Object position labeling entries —
########################################

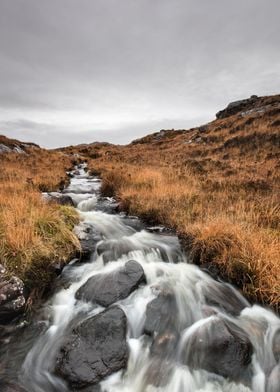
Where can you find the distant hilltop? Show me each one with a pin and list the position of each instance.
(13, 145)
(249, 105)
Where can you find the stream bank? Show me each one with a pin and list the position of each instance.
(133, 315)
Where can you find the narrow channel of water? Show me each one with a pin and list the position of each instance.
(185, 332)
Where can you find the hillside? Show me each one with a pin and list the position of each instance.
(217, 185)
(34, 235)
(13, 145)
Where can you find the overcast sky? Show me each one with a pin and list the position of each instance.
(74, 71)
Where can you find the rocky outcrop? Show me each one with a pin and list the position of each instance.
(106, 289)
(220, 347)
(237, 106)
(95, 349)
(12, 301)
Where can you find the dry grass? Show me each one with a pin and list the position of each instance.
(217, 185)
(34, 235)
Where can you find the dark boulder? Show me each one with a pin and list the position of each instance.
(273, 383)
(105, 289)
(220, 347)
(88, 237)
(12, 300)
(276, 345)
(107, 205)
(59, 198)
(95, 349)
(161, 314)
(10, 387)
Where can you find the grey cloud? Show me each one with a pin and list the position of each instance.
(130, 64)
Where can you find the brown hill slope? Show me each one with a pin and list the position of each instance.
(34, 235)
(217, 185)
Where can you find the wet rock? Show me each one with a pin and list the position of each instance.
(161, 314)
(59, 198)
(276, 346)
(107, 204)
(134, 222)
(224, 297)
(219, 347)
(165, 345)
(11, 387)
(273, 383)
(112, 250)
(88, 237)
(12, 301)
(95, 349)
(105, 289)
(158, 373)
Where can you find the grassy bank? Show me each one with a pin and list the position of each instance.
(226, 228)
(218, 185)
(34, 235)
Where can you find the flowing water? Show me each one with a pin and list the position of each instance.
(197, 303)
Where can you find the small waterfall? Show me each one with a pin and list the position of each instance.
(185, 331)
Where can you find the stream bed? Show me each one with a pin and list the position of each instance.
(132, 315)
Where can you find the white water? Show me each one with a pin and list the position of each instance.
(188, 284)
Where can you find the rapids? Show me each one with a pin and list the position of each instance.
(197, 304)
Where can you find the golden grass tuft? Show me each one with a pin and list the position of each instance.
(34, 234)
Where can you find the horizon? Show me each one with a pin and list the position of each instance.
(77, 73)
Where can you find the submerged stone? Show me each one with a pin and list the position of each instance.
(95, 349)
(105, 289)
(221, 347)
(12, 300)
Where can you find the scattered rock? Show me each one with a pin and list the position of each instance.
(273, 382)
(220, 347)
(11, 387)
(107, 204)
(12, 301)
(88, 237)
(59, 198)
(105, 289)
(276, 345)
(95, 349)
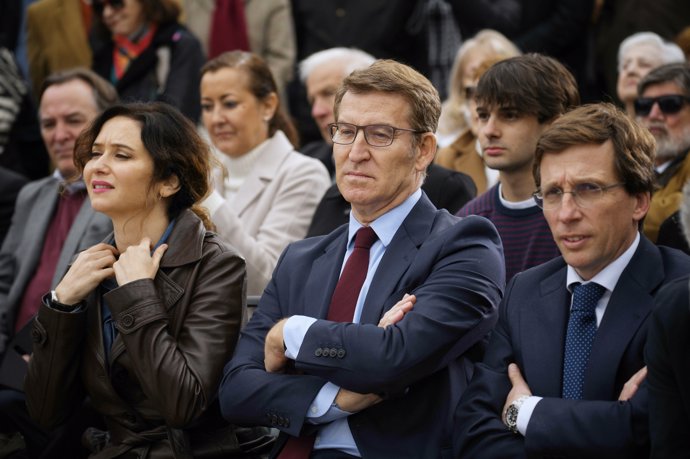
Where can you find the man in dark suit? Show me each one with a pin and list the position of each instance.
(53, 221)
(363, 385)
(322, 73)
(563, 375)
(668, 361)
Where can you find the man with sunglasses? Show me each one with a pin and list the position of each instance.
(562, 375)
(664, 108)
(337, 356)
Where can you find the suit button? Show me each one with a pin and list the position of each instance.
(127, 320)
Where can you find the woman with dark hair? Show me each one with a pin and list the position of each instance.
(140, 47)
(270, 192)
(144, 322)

########################################

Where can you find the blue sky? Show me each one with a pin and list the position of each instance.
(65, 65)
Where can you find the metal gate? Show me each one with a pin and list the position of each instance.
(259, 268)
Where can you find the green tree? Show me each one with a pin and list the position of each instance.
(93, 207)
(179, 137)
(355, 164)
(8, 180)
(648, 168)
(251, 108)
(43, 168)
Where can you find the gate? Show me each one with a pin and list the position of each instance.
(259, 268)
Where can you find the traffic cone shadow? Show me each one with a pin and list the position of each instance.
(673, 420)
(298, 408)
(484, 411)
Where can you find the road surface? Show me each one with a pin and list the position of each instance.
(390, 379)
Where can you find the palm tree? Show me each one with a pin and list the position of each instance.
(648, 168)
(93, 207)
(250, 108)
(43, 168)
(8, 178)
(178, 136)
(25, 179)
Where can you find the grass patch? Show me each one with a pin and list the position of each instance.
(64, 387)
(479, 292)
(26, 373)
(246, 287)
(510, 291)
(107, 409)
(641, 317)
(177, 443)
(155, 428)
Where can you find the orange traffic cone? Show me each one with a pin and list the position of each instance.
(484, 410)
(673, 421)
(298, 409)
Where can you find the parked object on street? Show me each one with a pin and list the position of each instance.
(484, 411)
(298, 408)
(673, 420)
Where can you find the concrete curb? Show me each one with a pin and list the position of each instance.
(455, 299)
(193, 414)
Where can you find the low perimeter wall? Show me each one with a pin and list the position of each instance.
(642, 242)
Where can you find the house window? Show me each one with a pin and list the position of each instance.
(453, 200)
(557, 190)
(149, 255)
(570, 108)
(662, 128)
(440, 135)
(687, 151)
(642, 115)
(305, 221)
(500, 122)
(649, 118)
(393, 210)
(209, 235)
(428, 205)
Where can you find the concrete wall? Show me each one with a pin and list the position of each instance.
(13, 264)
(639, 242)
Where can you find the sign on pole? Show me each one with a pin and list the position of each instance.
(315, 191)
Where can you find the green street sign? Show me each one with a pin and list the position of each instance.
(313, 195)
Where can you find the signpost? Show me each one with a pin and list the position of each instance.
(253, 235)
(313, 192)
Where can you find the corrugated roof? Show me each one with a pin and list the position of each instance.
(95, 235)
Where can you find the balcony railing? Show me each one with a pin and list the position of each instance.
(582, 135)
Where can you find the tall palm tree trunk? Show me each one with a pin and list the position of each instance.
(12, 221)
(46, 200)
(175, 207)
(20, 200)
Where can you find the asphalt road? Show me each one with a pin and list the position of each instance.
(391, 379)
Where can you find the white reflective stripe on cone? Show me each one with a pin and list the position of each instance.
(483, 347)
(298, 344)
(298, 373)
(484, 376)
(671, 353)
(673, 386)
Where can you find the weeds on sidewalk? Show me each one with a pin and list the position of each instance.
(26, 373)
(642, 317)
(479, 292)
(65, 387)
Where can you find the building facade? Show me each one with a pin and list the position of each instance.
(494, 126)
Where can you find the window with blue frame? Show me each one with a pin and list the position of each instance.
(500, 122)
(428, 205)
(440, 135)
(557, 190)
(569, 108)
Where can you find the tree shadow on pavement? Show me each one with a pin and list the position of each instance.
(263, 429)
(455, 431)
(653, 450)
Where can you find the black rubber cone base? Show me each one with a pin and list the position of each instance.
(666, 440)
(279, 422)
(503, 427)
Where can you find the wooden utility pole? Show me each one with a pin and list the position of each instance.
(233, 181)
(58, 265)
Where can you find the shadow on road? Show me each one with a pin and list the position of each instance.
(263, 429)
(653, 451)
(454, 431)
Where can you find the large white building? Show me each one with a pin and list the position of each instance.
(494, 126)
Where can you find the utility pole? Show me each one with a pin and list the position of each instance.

########################################

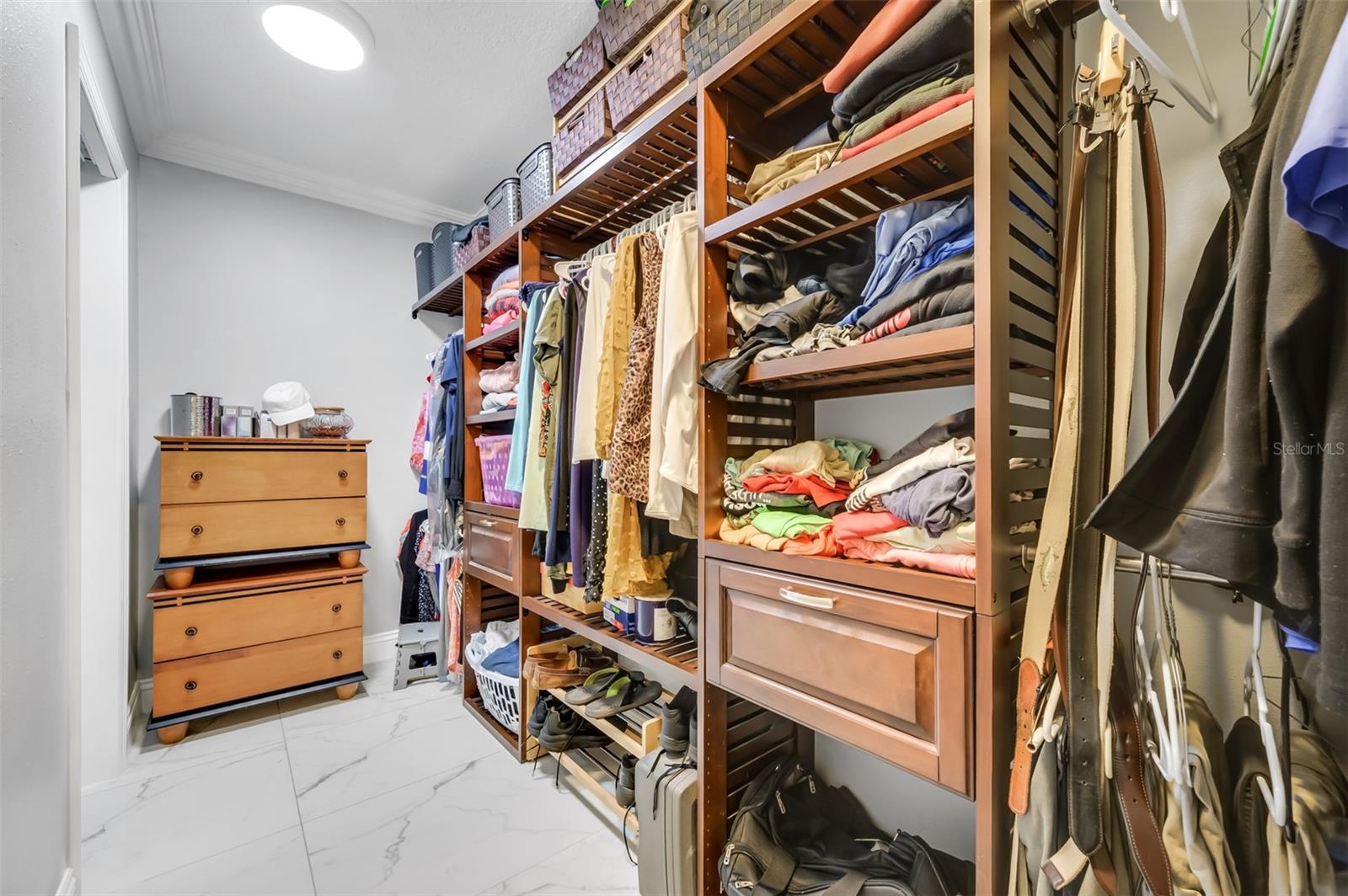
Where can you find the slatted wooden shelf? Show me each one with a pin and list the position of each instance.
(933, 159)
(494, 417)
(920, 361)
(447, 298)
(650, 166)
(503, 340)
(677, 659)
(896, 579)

########################################

What to work on — Pull out every line in the entries above that contains the word "pole", and copy each of those lines without changes.

Result for this task —
Where can you find the sign on pole? Show me each one with a pin and list the position of each instance.
Where can you find the wooden utility pole? Show me each one with a pin and list the position of each instance.
Where can you find the utility pole? Show me each one with a pin and list the position of each instance.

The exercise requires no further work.